### [Exercise instructions]
Can you format each line of the data below as a row in a Markdown table with the columns "Row" and "Line text", numbering the rows and skipping any blank lines?

-- Start Provided records --

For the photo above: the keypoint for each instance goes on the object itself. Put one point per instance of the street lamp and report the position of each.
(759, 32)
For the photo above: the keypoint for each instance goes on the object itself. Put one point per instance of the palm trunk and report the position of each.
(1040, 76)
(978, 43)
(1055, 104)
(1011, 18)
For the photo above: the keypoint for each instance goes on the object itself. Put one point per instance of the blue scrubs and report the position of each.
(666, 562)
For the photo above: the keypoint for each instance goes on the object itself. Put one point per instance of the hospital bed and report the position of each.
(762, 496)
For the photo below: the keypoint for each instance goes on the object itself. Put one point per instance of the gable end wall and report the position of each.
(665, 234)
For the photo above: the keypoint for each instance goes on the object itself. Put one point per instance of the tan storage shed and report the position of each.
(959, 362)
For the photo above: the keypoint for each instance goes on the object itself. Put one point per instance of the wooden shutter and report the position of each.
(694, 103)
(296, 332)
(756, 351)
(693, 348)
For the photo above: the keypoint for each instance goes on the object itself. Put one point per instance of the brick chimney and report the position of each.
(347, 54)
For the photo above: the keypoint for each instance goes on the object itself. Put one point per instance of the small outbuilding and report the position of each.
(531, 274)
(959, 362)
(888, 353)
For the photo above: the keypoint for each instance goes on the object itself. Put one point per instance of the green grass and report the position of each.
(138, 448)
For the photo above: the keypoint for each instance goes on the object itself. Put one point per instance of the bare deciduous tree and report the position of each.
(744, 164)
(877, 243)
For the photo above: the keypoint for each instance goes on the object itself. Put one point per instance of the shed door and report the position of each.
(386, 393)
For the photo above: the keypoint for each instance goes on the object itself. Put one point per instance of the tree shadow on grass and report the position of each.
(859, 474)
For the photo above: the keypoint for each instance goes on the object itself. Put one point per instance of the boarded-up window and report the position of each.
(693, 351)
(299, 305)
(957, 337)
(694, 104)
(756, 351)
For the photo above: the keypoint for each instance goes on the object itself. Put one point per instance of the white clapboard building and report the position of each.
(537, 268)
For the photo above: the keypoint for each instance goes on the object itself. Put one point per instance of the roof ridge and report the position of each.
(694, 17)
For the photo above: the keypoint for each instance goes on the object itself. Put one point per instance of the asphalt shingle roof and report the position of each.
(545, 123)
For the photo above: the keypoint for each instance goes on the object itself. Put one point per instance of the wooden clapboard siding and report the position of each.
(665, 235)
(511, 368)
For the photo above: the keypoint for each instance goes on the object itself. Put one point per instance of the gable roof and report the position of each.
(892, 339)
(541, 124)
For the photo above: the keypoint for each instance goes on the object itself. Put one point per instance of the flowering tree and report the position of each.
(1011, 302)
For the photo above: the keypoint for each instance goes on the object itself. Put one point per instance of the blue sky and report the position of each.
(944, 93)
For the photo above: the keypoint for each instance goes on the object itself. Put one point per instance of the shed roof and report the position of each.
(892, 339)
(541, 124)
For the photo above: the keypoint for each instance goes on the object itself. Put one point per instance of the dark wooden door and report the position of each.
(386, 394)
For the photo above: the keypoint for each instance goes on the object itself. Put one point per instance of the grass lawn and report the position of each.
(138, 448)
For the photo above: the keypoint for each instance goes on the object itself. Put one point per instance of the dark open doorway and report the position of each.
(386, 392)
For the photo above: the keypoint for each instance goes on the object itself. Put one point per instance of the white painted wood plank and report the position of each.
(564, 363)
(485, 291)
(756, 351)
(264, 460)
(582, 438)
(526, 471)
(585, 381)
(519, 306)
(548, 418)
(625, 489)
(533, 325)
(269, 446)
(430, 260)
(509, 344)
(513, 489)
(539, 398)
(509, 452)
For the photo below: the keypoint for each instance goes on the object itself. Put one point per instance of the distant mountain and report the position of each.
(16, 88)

-- End Provided records --

### [Full response]
| Row | Line text |
|---|---|
| 1 | For the photo above: the keypoint for each instance goes on the object itself. Put one point per instance of the street lamp and report the position of each. |
| 2 | (759, 32) |
| 3 | For the photo above: the keypoint for each instance goes on the object itself. Put one point per instance of the palm trunk and report the position of each. |
| 4 | (1040, 76) |
| 5 | (978, 43) |
| 6 | (1055, 104) |
| 7 | (1011, 18) |
| 8 | For the photo above: the keypoint for each instance goes on the object itself. Put one point per instance of the blue scrubs and report the position of each. |
| 9 | (666, 562) |
| 10 | For the photo above: the keypoint for each instance goes on the object itself. Put one point per instance of the hospital bed and report the position of each. |
| 11 | (762, 496) |
| 12 | For the photo below: the keypoint for each instance goes on the object itself. Put one point per instance of the gable end wall and report the position of each. |
| 13 | (665, 234) |
| 14 | For the photo above: the keypoint for each instance goes on the object itself. Put one point per instance of the tan storage shed and report the position of each. |
| 15 | (959, 362) |
| 16 | For the photo above: the keypoint for each instance goes on the object itself. Put one point per instance of the wooden shutter and report the position of each. |
| 17 | (694, 103) |
| 18 | (296, 332) |
| 19 | (756, 351) |
| 20 | (693, 348) |
| 21 | For the photo above: the keypoint for each instance goes on the object itself. Put one point per instance of the brick chimney and report the position of each. |
| 22 | (347, 54) |
| 23 | For the photo above: the keypoint for each instance goes on the object itself. Put one point per instance of the small outbuilding and report the position of each. |
| 24 | (531, 274) |
| 25 | (959, 362) |
| 26 | (888, 353) |
| 27 | For the photo above: the keypoint for each instance goes on the object itself. Put one point per instance of the green grass and report the position of each. |
| 28 | (138, 448) |
| 29 | For the photo above: the keypoint for each instance goes on the object itself. Put one point per instance of the bare deciduous tree and report the position of each. |
| 30 | (744, 164) |
| 31 | (877, 243) |
| 32 | For the photo above: the keypoint for each instance goes on the object itself. Put one point per instance of the shed door and report the position of each. |
| 33 | (386, 393) |
| 34 | For the photo above: the keypoint for each instance goes on the object itself. Put one point per instance of the tree shadow on grass and report the position of each. |
| 35 | (859, 474) |
| 36 | For the photo above: the keypoint for each instance goes on the object itself. Put one point per instance of the boarded-up window and report the position of each. |
| 37 | (693, 351) |
| 38 | (299, 305) |
| 39 | (957, 337) |
| 40 | (694, 104) |
| 41 | (756, 351) |
| 42 | For the photo above: the keypoint for each instance goes on the object itself. Put one point per instance of the white clapboard building and report the position of each. |
| 43 | (537, 268) |
| 44 | For the photo above: the keypoint for each instance goes on the object itself. Put one point per instance of the roof ridge and report the position of each. |
| 45 | (694, 17) |
| 46 | For the photo above: the keypoint for each instance goes on the object itself. Put one point per instance of the asphalt shingle roof and report the position of each. |
| 47 | (545, 123) |
| 48 | For the photo above: the keypoint for each instance goes on the object itself. Put one point per instance of the wooden clapboard siding and report the position of each. |
| 49 | (665, 235) |
| 50 | (511, 368) |
| 51 | For the photo above: the keypoint for each instance goes on the object itself. Put one point per instance of the gable roof and report the position of each. |
| 52 | (892, 339) |
| 53 | (541, 124) |
| 54 | For the photo above: the keypoint for each instance goes on the object itself. Put one point per instance of the flowering tree and report the position of each. |
| 55 | (1011, 302) |
| 56 | For the photo above: the keypoint for each instance goes on the object itself. Put one point per instance of the blue sky and report the position of each. |
| 57 | (944, 93) |
| 58 | For the photo above: the keypoint for each instance goes on the object itself. Put one point per instance of the shed roof and report the position of each. |
| 59 | (892, 339) |
| 60 | (541, 124) |
| 61 | For the photo above: the keypoint for each instance goes on the object itself. Put one point per instance of the dark wooden door and report the position of each. |
| 62 | (386, 394) |
| 63 | For the photo above: the keypoint for each instance goes on the object itself. Put one point per instance of the grass lawn and report the position of each. |
| 64 | (138, 448) |
| 65 | For the photo above: the keypoint for each instance goes on the object itself. Put one point per instance of the dark open doorway and report the position of each. |
| 66 | (386, 392) |
| 67 | For the photo above: the keypoint for each instance goes on the object itself. Put one point per instance of the white painted wood plank and report the position of each. |
| 68 | (564, 363) |
| 69 | (485, 291) |
| 70 | (756, 351) |
| 71 | (264, 460) |
| 72 | (582, 438) |
| 73 | (526, 471) |
| 74 | (585, 381) |
| 75 | (519, 306) |
| 76 | (548, 418) |
| 77 | (625, 489) |
| 78 | (533, 325) |
| 79 | (269, 446) |
| 80 | (430, 260) |
| 81 | (509, 344) |
| 82 | (513, 489) |
| 83 | (539, 398) |
| 84 | (509, 452) |
| 85 | For the photo below: the keypoint for each instance goes on the object itself. Put one point per instance of the distant mountain and report the position of each. |
| 86 | (16, 88) |